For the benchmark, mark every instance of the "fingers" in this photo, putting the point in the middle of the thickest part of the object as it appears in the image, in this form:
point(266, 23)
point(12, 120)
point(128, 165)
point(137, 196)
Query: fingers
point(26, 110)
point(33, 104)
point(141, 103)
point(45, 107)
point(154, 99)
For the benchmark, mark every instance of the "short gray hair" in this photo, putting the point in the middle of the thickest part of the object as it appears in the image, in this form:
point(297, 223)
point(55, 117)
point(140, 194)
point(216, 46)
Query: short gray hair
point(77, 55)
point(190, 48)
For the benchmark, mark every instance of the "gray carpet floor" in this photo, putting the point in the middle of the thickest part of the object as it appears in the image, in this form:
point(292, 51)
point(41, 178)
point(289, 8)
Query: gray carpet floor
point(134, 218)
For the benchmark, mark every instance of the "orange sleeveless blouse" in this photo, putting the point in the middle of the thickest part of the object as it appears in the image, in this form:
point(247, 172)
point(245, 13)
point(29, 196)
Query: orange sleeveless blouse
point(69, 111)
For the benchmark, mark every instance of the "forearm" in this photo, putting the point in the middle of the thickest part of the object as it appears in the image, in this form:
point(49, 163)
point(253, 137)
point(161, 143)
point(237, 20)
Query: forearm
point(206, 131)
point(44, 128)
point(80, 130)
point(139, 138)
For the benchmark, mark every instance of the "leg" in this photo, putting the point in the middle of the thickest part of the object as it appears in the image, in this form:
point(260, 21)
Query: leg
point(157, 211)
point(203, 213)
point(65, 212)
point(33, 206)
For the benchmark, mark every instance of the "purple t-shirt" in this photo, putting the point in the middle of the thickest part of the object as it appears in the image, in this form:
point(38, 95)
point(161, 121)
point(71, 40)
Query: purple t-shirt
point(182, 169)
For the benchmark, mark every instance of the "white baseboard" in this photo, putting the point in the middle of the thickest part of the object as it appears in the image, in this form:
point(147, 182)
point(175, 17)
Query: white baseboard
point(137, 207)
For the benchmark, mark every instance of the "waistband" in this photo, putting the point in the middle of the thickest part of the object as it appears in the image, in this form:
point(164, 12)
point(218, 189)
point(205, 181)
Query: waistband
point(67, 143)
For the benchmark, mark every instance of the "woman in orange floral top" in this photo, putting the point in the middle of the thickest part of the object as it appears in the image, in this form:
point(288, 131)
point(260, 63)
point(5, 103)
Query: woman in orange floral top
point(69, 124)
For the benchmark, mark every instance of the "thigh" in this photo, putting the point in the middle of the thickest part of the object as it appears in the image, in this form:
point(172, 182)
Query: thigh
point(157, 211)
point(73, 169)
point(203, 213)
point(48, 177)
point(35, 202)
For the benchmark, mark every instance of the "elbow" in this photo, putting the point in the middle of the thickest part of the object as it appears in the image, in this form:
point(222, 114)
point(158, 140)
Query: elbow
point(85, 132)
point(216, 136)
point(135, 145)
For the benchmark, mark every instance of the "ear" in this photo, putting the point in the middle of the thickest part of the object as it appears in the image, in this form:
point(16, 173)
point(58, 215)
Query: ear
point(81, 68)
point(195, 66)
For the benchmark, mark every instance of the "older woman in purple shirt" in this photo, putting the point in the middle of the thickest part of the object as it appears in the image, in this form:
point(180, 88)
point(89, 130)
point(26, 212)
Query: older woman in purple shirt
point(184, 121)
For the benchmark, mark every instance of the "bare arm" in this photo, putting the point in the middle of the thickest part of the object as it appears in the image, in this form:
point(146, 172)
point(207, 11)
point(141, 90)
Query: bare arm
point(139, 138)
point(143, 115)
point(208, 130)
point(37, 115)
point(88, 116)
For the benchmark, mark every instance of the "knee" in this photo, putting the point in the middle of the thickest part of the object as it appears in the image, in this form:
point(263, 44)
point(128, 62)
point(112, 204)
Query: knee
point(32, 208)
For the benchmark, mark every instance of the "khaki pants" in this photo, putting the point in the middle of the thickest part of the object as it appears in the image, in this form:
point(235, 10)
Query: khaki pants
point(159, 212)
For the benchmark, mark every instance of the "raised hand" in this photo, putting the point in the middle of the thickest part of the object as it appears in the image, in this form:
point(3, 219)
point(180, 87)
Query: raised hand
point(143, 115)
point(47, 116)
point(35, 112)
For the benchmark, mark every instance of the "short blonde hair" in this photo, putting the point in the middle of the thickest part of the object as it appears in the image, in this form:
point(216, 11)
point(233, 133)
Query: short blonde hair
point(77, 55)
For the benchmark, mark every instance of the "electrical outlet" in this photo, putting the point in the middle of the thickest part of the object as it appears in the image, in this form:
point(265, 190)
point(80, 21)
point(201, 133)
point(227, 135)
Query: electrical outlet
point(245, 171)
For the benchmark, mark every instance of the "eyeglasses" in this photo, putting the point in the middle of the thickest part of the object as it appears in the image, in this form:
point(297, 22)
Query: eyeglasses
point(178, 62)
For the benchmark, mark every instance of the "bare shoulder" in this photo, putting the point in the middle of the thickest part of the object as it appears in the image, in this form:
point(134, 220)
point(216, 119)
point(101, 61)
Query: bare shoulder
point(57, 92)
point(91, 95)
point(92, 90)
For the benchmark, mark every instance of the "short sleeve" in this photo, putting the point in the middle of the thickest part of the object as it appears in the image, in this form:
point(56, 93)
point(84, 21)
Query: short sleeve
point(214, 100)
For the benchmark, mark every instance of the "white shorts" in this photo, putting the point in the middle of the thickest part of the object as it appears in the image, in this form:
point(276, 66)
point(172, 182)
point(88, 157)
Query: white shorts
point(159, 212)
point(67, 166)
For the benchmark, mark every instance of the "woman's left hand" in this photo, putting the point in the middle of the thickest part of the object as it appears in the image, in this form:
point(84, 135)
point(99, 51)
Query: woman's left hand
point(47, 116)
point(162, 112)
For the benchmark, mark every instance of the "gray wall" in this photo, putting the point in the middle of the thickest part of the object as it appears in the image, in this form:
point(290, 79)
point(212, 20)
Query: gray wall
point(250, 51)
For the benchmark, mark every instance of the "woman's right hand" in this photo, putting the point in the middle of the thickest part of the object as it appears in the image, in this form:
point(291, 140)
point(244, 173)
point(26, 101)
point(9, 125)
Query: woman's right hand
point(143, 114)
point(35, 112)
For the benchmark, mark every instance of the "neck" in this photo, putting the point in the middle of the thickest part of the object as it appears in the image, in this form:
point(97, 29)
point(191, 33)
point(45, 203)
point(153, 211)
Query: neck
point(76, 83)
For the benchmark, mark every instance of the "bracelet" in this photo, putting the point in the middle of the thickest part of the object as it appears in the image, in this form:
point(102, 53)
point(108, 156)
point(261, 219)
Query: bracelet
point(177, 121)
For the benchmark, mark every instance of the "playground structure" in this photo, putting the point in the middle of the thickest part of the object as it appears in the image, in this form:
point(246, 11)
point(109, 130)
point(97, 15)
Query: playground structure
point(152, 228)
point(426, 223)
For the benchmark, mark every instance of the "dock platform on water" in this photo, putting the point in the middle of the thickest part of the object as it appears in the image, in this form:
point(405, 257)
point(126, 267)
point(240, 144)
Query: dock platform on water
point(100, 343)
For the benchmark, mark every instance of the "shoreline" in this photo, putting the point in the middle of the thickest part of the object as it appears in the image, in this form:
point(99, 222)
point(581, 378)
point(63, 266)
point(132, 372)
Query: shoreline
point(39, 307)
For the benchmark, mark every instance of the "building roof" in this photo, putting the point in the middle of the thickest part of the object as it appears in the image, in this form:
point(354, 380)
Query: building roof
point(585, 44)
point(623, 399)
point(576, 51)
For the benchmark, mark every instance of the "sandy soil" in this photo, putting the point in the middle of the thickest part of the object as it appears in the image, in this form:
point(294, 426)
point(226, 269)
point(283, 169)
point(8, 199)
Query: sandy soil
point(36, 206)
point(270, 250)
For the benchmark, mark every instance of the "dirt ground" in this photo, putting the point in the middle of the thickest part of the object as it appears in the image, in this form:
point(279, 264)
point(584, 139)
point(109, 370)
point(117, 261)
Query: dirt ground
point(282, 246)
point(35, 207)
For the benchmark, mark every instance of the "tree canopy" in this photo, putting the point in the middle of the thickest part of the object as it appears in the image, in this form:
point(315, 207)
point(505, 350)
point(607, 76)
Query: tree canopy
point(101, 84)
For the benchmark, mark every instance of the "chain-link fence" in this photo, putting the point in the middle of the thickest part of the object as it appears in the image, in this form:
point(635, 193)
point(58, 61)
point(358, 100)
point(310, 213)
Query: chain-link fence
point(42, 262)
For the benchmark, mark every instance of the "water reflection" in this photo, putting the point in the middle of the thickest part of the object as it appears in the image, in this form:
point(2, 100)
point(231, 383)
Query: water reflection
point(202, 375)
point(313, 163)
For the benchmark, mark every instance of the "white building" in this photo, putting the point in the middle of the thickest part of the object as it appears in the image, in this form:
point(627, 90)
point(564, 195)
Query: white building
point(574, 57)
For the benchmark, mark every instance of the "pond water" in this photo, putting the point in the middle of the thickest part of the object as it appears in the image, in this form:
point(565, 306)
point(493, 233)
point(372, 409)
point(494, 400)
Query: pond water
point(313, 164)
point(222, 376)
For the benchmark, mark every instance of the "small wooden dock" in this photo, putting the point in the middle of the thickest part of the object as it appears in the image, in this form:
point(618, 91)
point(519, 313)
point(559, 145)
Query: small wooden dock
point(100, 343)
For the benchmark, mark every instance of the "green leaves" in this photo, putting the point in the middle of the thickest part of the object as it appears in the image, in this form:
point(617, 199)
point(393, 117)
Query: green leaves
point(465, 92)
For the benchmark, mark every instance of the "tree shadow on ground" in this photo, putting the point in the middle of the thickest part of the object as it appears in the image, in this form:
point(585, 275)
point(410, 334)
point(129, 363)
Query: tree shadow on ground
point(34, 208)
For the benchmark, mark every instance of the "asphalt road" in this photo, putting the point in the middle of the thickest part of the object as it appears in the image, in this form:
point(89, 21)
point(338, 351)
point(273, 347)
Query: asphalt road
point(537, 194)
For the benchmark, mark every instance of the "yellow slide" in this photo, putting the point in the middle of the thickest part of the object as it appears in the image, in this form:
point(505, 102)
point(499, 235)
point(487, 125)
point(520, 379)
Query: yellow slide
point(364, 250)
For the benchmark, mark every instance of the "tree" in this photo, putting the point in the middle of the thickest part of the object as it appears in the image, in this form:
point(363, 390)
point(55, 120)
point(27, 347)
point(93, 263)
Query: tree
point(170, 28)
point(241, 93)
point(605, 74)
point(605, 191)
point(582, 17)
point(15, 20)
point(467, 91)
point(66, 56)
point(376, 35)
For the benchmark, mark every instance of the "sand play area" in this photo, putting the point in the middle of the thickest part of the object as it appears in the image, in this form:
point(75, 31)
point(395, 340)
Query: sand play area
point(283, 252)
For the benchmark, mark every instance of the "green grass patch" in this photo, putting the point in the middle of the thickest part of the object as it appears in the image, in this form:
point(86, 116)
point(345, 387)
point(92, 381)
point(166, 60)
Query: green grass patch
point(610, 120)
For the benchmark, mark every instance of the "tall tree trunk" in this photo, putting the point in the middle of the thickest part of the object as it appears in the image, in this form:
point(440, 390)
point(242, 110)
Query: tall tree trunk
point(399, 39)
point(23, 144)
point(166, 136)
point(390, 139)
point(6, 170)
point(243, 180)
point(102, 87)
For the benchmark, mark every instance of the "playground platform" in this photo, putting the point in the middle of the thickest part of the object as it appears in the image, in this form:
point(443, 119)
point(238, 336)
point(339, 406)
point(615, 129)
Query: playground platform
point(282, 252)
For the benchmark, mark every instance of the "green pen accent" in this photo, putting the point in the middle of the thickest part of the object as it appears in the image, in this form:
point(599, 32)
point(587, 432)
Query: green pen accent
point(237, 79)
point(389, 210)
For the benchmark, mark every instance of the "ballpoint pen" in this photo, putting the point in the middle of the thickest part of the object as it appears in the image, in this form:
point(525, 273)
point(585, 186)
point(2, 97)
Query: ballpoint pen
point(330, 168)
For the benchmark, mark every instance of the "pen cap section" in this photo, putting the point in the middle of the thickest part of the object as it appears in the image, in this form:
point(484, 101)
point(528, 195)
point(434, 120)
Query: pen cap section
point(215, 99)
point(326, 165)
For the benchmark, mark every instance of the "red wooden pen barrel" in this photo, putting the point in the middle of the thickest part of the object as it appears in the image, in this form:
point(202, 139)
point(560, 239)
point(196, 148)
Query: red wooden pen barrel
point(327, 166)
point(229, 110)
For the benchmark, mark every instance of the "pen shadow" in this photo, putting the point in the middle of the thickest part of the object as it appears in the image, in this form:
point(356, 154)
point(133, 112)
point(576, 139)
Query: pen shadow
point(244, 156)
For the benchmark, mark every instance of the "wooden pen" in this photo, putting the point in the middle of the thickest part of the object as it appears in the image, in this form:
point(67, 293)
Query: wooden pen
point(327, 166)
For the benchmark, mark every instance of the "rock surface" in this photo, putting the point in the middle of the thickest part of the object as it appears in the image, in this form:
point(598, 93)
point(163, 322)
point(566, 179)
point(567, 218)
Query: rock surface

Directions for this task -
Rewrite everything from the start of the rows down to the line containing "point(33, 104)", replacing "fingers" with "thumbs" and leaving the rest unchanged.

Answer to the exercise -
For the benchmark, mark every instance of the "thumbs" in this photo, putting the point in the middle of the thickest part of the object as it appears in the image, in this form:
point(266, 23)
point(12, 120)
point(128, 165)
point(137, 196)
Query: thumbs
point(26, 110)
point(33, 104)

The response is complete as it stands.